Copy the listing below line for line, keeping every character unchanged.
※
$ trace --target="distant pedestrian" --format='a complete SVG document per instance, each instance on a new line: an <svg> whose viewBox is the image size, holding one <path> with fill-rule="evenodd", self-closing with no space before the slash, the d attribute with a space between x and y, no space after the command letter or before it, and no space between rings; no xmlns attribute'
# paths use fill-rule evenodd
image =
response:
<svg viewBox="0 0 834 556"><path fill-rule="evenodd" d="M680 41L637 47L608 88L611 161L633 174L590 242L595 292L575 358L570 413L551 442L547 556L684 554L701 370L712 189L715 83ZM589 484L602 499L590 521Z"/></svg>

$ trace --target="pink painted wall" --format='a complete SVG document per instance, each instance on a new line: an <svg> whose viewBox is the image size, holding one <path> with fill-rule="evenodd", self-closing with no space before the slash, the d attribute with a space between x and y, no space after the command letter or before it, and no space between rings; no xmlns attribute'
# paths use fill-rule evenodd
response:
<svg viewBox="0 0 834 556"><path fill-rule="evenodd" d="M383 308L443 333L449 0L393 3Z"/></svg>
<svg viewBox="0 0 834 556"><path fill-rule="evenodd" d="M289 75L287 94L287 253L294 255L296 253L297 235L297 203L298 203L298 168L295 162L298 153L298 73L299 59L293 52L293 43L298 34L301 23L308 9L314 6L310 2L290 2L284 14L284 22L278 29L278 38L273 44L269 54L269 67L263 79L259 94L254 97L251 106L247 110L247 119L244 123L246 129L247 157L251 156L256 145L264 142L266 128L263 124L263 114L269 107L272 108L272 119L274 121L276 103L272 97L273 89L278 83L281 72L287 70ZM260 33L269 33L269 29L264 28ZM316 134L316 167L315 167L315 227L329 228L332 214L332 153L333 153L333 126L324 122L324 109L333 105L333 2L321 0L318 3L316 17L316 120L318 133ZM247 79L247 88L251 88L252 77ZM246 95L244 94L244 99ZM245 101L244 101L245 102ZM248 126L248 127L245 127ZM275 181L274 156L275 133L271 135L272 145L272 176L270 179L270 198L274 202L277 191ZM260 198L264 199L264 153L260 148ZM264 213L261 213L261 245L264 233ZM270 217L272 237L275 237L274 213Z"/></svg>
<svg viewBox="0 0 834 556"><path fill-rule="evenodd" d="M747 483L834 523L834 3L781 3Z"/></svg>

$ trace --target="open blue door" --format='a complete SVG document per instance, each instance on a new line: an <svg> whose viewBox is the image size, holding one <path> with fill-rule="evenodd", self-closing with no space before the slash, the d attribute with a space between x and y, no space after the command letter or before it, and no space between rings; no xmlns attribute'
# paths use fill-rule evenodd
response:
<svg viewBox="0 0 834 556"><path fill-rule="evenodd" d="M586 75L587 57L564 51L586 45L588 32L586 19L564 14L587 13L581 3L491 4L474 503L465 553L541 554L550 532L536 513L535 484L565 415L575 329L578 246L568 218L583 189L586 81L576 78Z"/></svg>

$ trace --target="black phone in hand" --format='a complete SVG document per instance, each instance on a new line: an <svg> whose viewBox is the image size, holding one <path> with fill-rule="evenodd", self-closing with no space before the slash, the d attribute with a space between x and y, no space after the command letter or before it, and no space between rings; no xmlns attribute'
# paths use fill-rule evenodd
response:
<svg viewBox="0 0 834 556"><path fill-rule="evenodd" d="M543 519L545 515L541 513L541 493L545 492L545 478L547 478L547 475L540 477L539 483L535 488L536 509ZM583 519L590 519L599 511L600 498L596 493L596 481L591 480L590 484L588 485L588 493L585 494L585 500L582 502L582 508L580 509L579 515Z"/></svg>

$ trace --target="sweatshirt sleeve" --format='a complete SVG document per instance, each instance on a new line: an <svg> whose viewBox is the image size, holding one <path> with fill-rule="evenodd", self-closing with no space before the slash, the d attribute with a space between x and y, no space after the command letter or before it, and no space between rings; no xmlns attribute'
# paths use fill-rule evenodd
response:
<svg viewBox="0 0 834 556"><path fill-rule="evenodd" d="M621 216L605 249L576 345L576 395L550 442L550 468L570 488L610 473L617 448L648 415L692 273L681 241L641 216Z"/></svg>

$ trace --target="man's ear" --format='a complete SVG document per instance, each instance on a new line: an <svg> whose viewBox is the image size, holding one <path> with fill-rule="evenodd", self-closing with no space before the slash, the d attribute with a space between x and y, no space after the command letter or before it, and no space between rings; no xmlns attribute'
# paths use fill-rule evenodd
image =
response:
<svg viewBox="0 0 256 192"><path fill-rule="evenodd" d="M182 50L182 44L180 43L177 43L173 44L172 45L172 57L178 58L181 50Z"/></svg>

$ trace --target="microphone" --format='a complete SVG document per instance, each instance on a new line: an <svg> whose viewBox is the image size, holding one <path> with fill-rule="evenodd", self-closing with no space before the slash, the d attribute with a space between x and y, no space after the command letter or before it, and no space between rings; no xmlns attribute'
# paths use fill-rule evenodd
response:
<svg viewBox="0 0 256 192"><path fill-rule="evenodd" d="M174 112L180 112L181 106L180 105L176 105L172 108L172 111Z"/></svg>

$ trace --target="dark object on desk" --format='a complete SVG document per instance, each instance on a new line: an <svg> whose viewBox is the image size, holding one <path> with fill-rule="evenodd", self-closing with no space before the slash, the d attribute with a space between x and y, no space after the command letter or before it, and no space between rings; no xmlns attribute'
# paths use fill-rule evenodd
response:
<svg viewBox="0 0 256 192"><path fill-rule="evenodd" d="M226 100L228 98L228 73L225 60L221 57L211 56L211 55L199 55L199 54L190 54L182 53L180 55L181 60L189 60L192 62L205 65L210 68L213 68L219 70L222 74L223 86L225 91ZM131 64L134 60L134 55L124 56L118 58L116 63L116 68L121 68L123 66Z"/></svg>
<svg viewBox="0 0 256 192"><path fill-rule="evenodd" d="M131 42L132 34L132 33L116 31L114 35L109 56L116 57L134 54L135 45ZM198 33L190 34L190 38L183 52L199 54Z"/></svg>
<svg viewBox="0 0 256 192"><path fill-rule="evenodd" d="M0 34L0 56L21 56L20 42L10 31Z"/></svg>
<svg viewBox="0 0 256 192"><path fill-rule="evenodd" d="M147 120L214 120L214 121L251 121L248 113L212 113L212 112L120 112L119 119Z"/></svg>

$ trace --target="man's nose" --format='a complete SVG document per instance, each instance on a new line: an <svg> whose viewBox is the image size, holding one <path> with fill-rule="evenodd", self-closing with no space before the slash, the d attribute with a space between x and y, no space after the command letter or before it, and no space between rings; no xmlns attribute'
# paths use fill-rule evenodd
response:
※
Final result ::
$ trace --target="distant pedestrian" --format='a complete SVG document per instance, each instance on a new line: an <svg> whose viewBox is the image size, holding one <path> with fill-rule="evenodd", self-closing with no space before the slash, the d attribute with a space between x and y, no space after the command letter or before it, and no space between rings; no xmlns attribute'
# paths use fill-rule evenodd
image =
response:
<svg viewBox="0 0 834 556"><path fill-rule="evenodd" d="M680 41L637 47L608 88L611 161L633 174L590 242L595 292L575 358L570 413L551 442L547 556L684 554L701 370L712 189L715 83ZM589 484L602 499L590 521Z"/></svg>

$ trace --target="pink painted wall" --format='a complete SVG document per instance, each instance on a new line: an <svg> whose viewBox is the image size, holding one <path> with fill-rule="evenodd", self-closing with no space before the slash, the d attribute with a space between x and y, no space after the command letter or before it, and no space between rings; no xmlns attribute'
# paths use fill-rule evenodd
response:
<svg viewBox="0 0 834 556"><path fill-rule="evenodd" d="M383 308L443 333L449 0L393 3Z"/></svg>
<svg viewBox="0 0 834 556"><path fill-rule="evenodd" d="M289 75L287 94L287 253L294 255L296 253L297 235L297 203L298 203L298 168L295 162L298 153L298 73L299 59L293 52L293 43L298 34L301 23L308 9L314 6L310 2L290 2L284 14L284 22L278 29L278 38L273 44L269 54L269 67L263 79L259 94L254 97L251 106L247 110L247 119L244 123L246 129L247 157L251 156L256 145L264 142L266 128L263 124L263 114L269 107L272 108L272 119L274 121L276 103L272 97L273 89L278 83L281 72L287 70ZM260 33L269 33L269 29L264 28ZM316 134L316 167L315 167L315 227L329 228L332 214L332 153L333 153L333 126L324 122L324 109L333 105L333 2L321 0L318 3L316 17L316 120L318 133ZM247 79L247 88L251 88L252 77ZM246 95L244 94L244 99ZM245 101L244 101L245 102ZM248 126L248 127L245 127ZM275 181L274 156L275 133L271 135L272 145L272 176L270 179L270 198L274 202L277 191ZM260 198L264 199L264 153L260 148ZM264 213L261 213L261 245L264 233ZM270 217L272 237L275 237L274 213Z"/></svg>
<svg viewBox="0 0 834 556"><path fill-rule="evenodd" d="M747 483L834 523L834 3L781 3Z"/></svg>

$ trace --target="open blue door" --format='a complete SVG document per instance, each instance on a new line: an <svg> whose viewBox is the image size, holding one <path> with fill-rule="evenodd", self-closing with no space before the slash, the d attribute with a space between x and y, no space after the command letter or before it, and no space between rings; no xmlns attribute'
# paths use fill-rule evenodd
response:
<svg viewBox="0 0 834 556"><path fill-rule="evenodd" d="M586 75L587 57L564 51L586 45L588 32L586 19L564 14L587 13L581 3L491 4L474 503L465 553L541 554L550 532L536 513L535 484L565 415L575 329L578 246L568 218L583 189L586 81L576 78Z"/></svg>

$ trace --target="black phone in hand" --format='a complete SVG document per instance, each instance on a new line: an <svg> whose viewBox is the image size, holding one <path> with fill-rule="evenodd", self-closing with no space before the slash, the d attribute with a space between x and y, no space after the command letter or before it, and no space between rings; no xmlns attribute'
# paths use fill-rule evenodd
response:
<svg viewBox="0 0 834 556"><path fill-rule="evenodd" d="M543 519L545 515L541 513L541 493L545 492L545 478L547 478L547 475L540 477L539 483L535 488L536 509ZM583 519L590 519L599 511L600 498L596 493L596 481L591 480L590 484L588 485L588 493L585 494L585 500L582 502L582 508L580 509L579 515Z"/></svg>

$ trace --target="sweatshirt sleeve" --format='a complete SVG document per instance, each instance on a new line: an <svg> whose viewBox is the image size, holding one <path> with fill-rule="evenodd", self-closing with no space before the slash, the d attribute with a space between x and y, no space after the command letter or before it, and no space between rings; no xmlns attribute'
# paths use fill-rule evenodd
response:
<svg viewBox="0 0 834 556"><path fill-rule="evenodd" d="M621 216L605 249L576 345L576 395L550 442L550 468L570 488L610 473L617 448L648 415L692 273L681 241L641 216Z"/></svg>

$ trace --target="man's ear" --format='a complete SVG document per instance, each instance on a new line: an <svg> whose viewBox is the image size, holding one <path> with fill-rule="evenodd", self-closing with no space before the slash, the d attribute with a space between x and y, no space after the command letter or before it, and no space between rings; no xmlns attribute'
# paths use fill-rule evenodd
image =
response:
<svg viewBox="0 0 256 192"><path fill-rule="evenodd" d="M182 50L182 44L180 43L177 43L173 44L172 45L172 57L178 58L181 50Z"/></svg>

$ trace --target="microphone" --format='a complete SVG document per instance, each instance on a new line: an <svg> whose viewBox is the image size, holding one <path> with fill-rule="evenodd", self-closing with no space before the slash, the d attribute with a space between x and y, no space after the command letter or before it, and no space between rings; no xmlns attribute'
# paths use fill-rule evenodd
response:
<svg viewBox="0 0 256 192"><path fill-rule="evenodd" d="M174 112L180 112L181 106L180 105L176 105L172 108L172 111Z"/></svg>

$ trace --target="dark object on desk" --format='a complete SVG document per instance, each instance on a new line: an <svg> whose viewBox is the image size, holding one <path> with fill-rule="evenodd", self-closing with no space before the slash, the d attribute with a space between x and y, no space after the command letter or before it, and no space between rings; no xmlns attribute'
# paths use fill-rule evenodd
response:
<svg viewBox="0 0 256 192"><path fill-rule="evenodd" d="M226 100L228 98L228 73L225 60L221 57L211 56L211 55L199 55L199 54L190 54L182 53L180 55L181 60L189 60L192 62L205 65L210 68L213 68L219 70L222 74L223 86L225 91ZM131 64L134 60L134 55L124 56L118 58L116 63L116 68L121 68L123 66Z"/></svg>
<svg viewBox="0 0 256 192"><path fill-rule="evenodd" d="M131 42L132 34L132 33L116 31L114 35L109 56L116 57L134 54L135 45ZM198 33L190 34L190 38L183 52L199 54Z"/></svg>
<svg viewBox="0 0 256 192"><path fill-rule="evenodd" d="M0 34L0 56L21 56L20 42L10 31Z"/></svg>
<svg viewBox="0 0 256 192"><path fill-rule="evenodd" d="M147 120L214 120L214 121L251 121L248 113L212 113L212 112L120 112L119 119Z"/></svg>

$ trace --target="man's nose" --format='a complete SVG document per instance, each instance on a new line: an <svg> whose viewBox is the image size, holding one <path> with fill-rule="evenodd", self-closing with no space before the slash, the d attribute with a space between x and y, no space after the command letter or before it, and no space between rings; no xmlns attribute'
# paths use fill-rule evenodd
response:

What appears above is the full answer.